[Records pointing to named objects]
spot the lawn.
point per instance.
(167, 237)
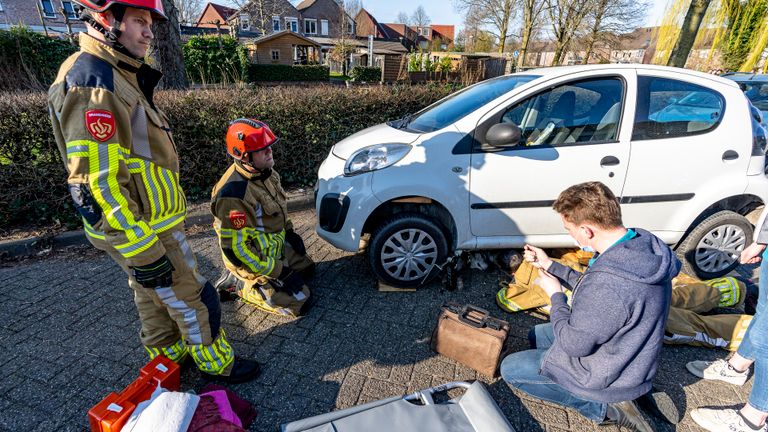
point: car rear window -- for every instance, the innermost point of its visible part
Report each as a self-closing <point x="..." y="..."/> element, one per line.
<point x="668" y="108"/>
<point x="454" y="107"/>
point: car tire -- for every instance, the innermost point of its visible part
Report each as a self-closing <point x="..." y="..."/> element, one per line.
<point x="713" y="247"/>
<point x="404" y="250"/>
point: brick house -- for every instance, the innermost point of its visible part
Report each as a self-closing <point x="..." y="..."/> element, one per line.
<point x="54" y="13"/>
<point x="324" y="18"/>
<point x="435" y="37"/>
<point x="405" y="34"/>
<point x="284" y="47"/>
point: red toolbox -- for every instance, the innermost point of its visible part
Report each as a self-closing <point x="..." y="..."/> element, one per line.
<point x="113" y="411"/>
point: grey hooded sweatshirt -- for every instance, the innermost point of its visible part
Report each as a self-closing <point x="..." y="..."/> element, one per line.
<point x="607" y="343"/>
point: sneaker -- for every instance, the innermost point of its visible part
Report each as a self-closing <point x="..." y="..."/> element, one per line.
<point x="626" y="414"/>
<point x="660" y="405"/>
<point x="726" y="420"/>
<point x="717" y="370"/>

_SET PROBLEM_. Format all the records above as a Markdown table with the columns Row and Line, putting each non-blank line in its own numbered row. Leave the pictures out.

_EXERCISE OUTPUT_.
| Row | Line |
|---|---|
| 1 | spot the lawn. |
| 2 | point per instance. |
| 3 | (167, 237) |
| 4 | point: car rear window -- for every instance, the innermost point of its visible part |
| 5 | Report each as a self-closing <point x="..." y="..."/> element, one per line. |
| 6 | <point x="668" y="108"/> |
| 7 | <point x="454" y="107"/> |
| 8 | point: car tire -- for every instance, the innermost point of its visible part |
| 9 | Report each as a self-closing <point x="..." y="..."/> element, one per line. |
| 10 | <point x="713" y="247"/> |
| 11 | <point x="404" y="250"/> |
| 12 | point: brick house -- for every instance, the innermost point of its visible part |
| 13 | Report each as a self-closing <point x="..." y="..."/> element, one per line. |
| 14 | <point x="54" y="13"/> |
| 15 | <point x="324" y="18"/> |
| 16 | <point x="435" y="37"/> |
| 17 | <point x="405" y="34"/> |
| 18 | <point x="284" y="47"/> |
| 19 | point: red toolbox -- for every instance, the innermost point of its visible part |
| 20 | Report each as a self-closing <point x="..." y="..."/> element, one per line. |
| 21 | <point x="113" y="411"/> |
| 22 | point: grey hooded sweatshirt -- for every instance, the innermost point of its visible part |
| 23 | Report each as a self-closing <point x="..." y="..."/> element, one per line. |
| 24 | <point x="607" y="343"/> |
| 25 | point: sneaker -- for every instance, the innermost point of its visible part |
| 26 | Report each as a self-closing <point x="..." y="..."/> element, one per line. |
| 27 | <point x="626" y="414"/> |
| 28 | <point x="660" y="405"/> |
| 29 | <point x="726" y="420"/> |
| 30 | <point x="717" y="370"/> |